### READING TEXT
/---

January 27, 2012 04:36AM
Lately, PLA filament ordered from a couple of different sources features quite an oval section (let's say, 3.01 x 2.78 mm), and of course this brings back some part of guesswork when dialing in the diameter in the slicer software.

Two main options:
- calculate an approximation of the equivalent round filament section by using the largest x smallest measured diameters
- calculate volume by weighing a known length of filament (let's say, 100 or 500 mm) and using an estimation of filament density

The second option needs the purchase of a relatively accurate balance.

Which method, in your view, would be less error-prone?



Of course there is a third way, to ask the sellers to provide accurate measurements of the stuff they are offering, but I do not see much of this emerging in a still crude and undiscriminating market.
Re: What about calibrating filament by the weight?
January 27, 2012 06:03AM
Easiest to measure min and max diameters and use the area of an ellipse to work out an equivalent circle diameter.

Having said that oval filament is useless because a) you need to make the extruder bore oversized and that leads to excessive back-flow, which increases the force needed to extrude, and hence reduces the max feed rate and b) the feed rate varies depending on how the oval aligned with the hobbed bolt, giving reduced quality prints.


[www.hydraraptor.blogspot.com]
Re: What about calibrating filament by the weight?
January 27, 2012 08:06AM
Reject it back to your supplier, or the problem will never get better, it's been going on for years and most of it is caused by lack of care in the production process (at the source filament manufacturer) - the warm filament gets pulled and stretched and (sometimes very tightly) wound on to reels while it's still warm enough to deform into thinner sections or oval shapes. This also leads to cracking and breakage of the filament coils- all of which is a real pain.

I would not try to use oval filament again even if it was given to me for free.

And if you are unlucky enough to get oval ABS it's almost impossible to use, your hobbed bolt will get constantly clogged, and prints will be very poor.

\---

Resume the forum thread about oval printer filament, continuing from the point where it ends.

### DATA EXCERPT
/---

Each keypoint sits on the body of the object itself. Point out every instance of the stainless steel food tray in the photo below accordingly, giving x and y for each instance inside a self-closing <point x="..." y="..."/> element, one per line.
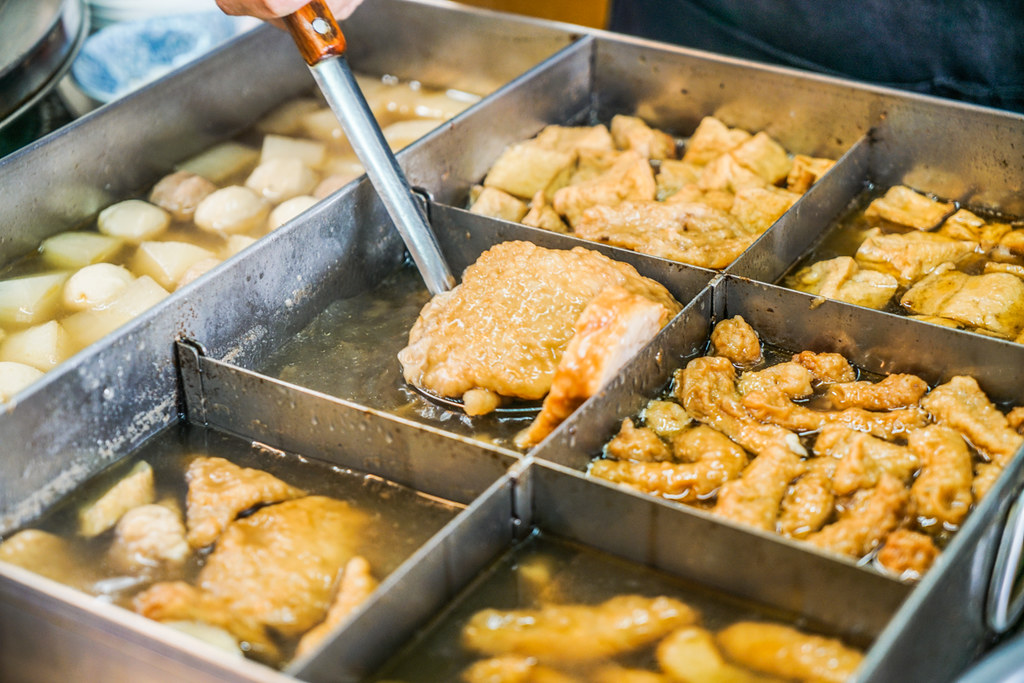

\---

### FINAL RESULT
The only real solution is to use good dimensionally controlled filament, you may pay a little more but it saves time, mess and wastage along with actually being nice and reliable to use. with oval or varying dimensions of filament you will just constantly get frustrated.


[richrap.blogspot.com]
Re: What about calibrating filament by the weight?
January 27, 2012 09:59AM
The situation with the providers seems excessively fluid. I ordered from source A some PLA some months ago, it was just gorgeous in color and a genuine pleasure to print. I ordered from the same provider this year, quality, color and even the resistance of the resulting printed parts took a serious plunge. I didn't send the stuff back, I took the time to test it, but source A has lost me as a customer.

I know at least this PLA comes from Esun and there are people from Esun reading the groups so for them: do improve your process and provide filament with a round section, or your products wll become better known for poor quality and unsuitability to the task. According to the label, this batch dates back to late october 2011.

-----------------

Very seldom are sources indicating the filament's properties and measurements. You do not know what they really sent you until you open the postal package. This is a domain where some sort of labelization process might help. Standards, minimal standards, or the law of the jungle...
Which sources do you guys consider as serious and quality providers?


----------------
Meanwhile: to finish the roll, I will be upgrading the extruder bolt to one CNC-hobbed with an abrasive disc (provides increased grip), and start calculating the equivalent filament section.
Re: What about calibrating filament by the weight?
January 27, 2012 10:57AM
Given the exacting standards we need to get good prints, I don't hold out much hope that something like filabot will produce anything close to usable.
Re: What about calibrating filament by the weight?
January 27, 2012 11:26AM
Buback Wrote:
-------------------------------------------------------
> Given the exacting standards we need to get good
> prints, I don't hold out much hope that something
> like filabot will produce anything close to
> usable.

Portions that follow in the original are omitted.